Set problem A:
From the rows below, pull out every line that contains the string "outstretched". Case counts.

In my own personal case, I've found that most of my girlfriends are
disgusted at the thought of female homosexuality, but a surprising number
showed no aversion (three of them altogether), and they would consider it.
For them to overcome social stigma and admit to such a thing, leads me to
believe that female homosexuality/bisexuality is also hidden beneath the
surface in large numbers.

> I think a superb book, little if ever talked about by anthropologists (I
>guess they don't think it's cool) is "Sex and Reason" by Richard Posner
>(Harvard University Press). He talks about the fact that some guys are
>straight but they'll settle for a man when they can't get a woman.

Which also fits into what I am talking about subverted or hidden
bisexuality. You have to have a some sort of attraction to settle for this
situation. It may not be their predominant preference, but something has to
be there to even get started.

>What I
>always wonder is why in many societies, there is no possibility of
>homosexuality. There is no option. No one ever heard of such a thing.

Saved data entries:

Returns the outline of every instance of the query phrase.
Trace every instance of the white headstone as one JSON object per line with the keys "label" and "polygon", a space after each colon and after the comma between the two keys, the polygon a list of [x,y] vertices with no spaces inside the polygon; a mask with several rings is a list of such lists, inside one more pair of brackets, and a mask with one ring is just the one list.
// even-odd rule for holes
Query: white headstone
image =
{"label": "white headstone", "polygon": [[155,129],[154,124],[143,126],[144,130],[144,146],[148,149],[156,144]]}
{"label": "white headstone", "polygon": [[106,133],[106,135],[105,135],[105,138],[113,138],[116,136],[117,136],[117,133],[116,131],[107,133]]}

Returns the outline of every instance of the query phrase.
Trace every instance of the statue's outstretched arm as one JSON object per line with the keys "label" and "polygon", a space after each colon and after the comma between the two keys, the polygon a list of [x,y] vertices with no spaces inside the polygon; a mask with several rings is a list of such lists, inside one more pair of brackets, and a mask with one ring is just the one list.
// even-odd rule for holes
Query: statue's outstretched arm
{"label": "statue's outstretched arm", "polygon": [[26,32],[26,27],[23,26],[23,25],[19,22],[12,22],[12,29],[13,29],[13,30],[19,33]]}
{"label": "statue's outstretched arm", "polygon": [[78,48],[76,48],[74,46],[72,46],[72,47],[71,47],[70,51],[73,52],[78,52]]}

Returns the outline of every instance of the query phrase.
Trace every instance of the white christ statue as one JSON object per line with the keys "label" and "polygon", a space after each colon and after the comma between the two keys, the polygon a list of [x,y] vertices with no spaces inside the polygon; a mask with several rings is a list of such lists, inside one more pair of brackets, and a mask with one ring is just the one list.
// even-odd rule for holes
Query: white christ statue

Set problem B:
In the excerpt above, what is the title of the book by Richard Posner that the quoted writer calls superb?

Written solution A:
Trace every instance of the statue's outstretched arm as one JSON object per line with the keys "label" and "polygon", a space after each colon and after the comma between the two keys, the polygon a list of [x,y] vertices with no spaces inside the polygon; a mask with several rings is a list of such lists, inside one more pair of brackets, and a mask with one ring is just the one list.
Query: statue's outstretched arm
{"label": "statue's outstretched arm", "polygon": [[26,32],[26,27],[23,26],[23,25],[19,22],[12,22],[12,29],[13,29],[13,30],[19,33]]}
{"label": "statue's outstretched arm", "polygon": [[78,48],[76,48],[74,46],[72,46],[72,47],[71,47],[70,51],[73,52],[78,52]]}

Written solution B:
"Sex and Reason"